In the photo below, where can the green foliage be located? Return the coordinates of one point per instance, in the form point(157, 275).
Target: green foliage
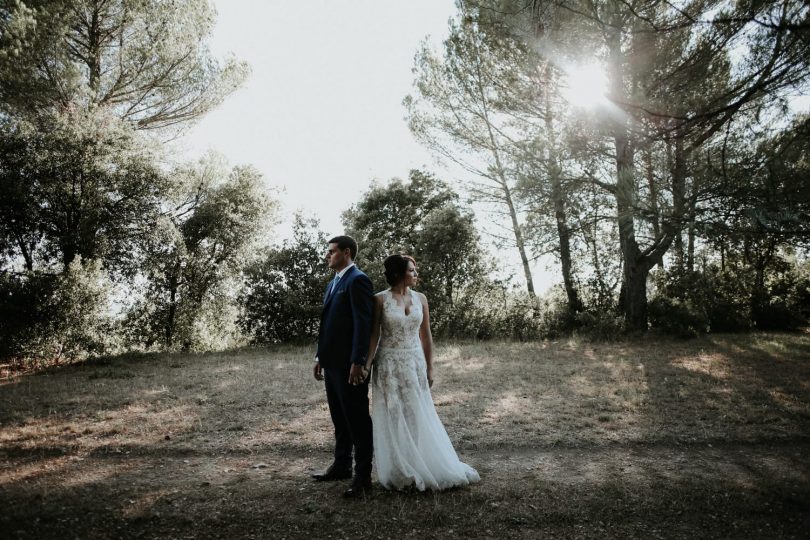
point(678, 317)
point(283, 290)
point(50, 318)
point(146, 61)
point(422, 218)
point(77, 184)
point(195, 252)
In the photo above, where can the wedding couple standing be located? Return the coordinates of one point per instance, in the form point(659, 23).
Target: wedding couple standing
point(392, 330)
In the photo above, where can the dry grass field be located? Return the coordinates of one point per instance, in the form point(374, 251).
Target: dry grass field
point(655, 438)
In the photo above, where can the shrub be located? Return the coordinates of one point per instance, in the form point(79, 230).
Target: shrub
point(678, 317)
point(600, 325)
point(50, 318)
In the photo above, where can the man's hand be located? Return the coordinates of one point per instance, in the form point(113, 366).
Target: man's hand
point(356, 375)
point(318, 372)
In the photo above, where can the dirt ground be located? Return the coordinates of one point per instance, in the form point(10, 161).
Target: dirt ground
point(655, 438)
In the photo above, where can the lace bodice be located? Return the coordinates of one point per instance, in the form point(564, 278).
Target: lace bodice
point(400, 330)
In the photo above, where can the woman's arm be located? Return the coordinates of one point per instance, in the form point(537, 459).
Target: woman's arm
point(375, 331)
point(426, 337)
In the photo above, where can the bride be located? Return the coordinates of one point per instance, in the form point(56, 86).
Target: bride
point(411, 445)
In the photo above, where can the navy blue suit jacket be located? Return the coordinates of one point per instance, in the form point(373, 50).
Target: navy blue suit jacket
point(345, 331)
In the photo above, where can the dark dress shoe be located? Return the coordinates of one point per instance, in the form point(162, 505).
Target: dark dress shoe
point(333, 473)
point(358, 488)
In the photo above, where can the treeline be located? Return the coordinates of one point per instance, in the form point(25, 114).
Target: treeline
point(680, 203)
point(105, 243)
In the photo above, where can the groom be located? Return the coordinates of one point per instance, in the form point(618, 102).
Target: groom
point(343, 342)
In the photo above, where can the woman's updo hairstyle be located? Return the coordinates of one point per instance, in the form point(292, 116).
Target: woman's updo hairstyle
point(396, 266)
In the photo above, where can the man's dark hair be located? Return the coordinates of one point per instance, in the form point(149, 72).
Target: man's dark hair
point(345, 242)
****************
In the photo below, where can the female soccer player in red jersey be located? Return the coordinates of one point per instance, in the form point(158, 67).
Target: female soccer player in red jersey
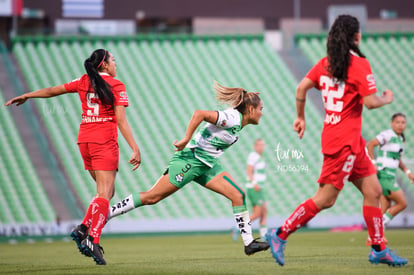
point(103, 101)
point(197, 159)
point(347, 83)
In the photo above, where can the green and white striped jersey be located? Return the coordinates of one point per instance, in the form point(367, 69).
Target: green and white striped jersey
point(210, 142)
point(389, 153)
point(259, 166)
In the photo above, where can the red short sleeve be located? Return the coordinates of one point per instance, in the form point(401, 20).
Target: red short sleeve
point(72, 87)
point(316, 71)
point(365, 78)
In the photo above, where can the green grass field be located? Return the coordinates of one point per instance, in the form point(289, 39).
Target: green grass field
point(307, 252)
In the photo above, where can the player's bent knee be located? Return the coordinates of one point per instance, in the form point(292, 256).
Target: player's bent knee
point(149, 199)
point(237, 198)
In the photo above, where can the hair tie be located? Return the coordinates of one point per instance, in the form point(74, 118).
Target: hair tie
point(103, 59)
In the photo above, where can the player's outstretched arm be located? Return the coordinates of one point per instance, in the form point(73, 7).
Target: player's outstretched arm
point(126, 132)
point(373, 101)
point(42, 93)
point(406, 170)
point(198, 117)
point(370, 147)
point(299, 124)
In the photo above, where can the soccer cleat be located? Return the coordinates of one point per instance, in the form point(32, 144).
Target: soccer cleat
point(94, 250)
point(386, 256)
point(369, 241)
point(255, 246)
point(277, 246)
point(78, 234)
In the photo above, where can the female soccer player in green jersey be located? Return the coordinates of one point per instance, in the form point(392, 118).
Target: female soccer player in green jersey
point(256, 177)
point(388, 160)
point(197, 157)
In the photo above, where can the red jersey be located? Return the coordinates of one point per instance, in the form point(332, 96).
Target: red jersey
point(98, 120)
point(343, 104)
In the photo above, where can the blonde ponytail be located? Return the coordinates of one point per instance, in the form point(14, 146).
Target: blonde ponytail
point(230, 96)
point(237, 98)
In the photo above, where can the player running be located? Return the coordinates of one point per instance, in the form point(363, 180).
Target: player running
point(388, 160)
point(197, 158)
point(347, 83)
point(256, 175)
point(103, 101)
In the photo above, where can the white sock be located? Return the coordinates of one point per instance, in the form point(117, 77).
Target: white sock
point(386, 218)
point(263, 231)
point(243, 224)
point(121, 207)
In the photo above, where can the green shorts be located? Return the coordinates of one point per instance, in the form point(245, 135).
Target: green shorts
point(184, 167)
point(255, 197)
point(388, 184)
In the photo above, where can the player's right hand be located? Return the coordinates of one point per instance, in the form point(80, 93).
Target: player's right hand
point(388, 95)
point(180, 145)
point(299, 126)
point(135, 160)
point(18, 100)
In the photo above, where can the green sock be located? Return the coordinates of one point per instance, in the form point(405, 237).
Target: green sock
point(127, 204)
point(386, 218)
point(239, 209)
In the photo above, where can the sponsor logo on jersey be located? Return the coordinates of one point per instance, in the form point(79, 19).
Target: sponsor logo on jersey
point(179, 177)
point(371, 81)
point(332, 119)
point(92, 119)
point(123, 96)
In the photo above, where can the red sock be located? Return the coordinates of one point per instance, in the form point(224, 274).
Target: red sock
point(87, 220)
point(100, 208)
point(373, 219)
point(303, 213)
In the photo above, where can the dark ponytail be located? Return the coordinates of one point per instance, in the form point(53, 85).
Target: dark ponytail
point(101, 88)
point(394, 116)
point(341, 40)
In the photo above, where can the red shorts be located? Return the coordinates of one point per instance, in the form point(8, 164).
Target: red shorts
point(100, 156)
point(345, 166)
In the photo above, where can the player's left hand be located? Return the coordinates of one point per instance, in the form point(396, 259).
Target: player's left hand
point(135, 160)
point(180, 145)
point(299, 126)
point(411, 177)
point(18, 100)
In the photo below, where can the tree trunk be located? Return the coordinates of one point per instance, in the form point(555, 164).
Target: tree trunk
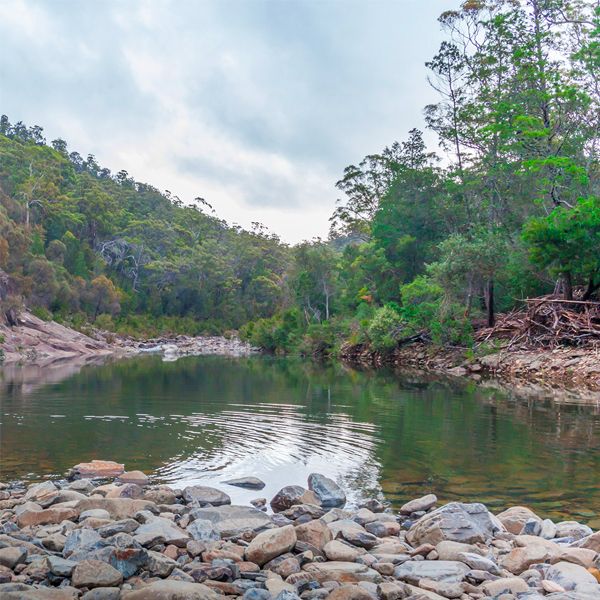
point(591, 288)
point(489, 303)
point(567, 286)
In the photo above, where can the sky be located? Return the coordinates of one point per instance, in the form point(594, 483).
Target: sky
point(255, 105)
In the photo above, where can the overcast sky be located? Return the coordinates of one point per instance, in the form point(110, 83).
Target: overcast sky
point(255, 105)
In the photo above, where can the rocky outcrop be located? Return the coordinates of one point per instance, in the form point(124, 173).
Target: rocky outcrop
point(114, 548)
****************
◆ Prompt
Rewrite the records from the line with "In the photo above, where can the bride" to the line with "point(343, 342)", putting "dark blue" wherever "navy blue" appears and leaving everything else unchanged. Return only those lines.

◆ Exercise solution
In the photo above, where can the bride be located? Return the coordinates of one point per instance, in the form point(56, 86).
Target: bride
point(411, 445)
In the photo above, where can the dark blue suit jacket be located? Return the coordinates of one point per instance, in the form point(373, 50).
Target: dark blue suit jacket
point(345, 331)
In the photo above, where can the dark dress shoe be located? Return the coordinates of one point per instance, in the form point(162, 505).
Target: dark dress shoe
point(333, 473)
point(358, 488)
In the photo above, where can the treeline be located? Return the coordinates of one point per instance, in the form point(25, 114).
Target: treeline
point(680, 203)
point(105, 243)
In the photo above, where can the groom be located? Return the coordinates of one point per instance, in the form point(618, 102).
Target: groom
point(343, 342)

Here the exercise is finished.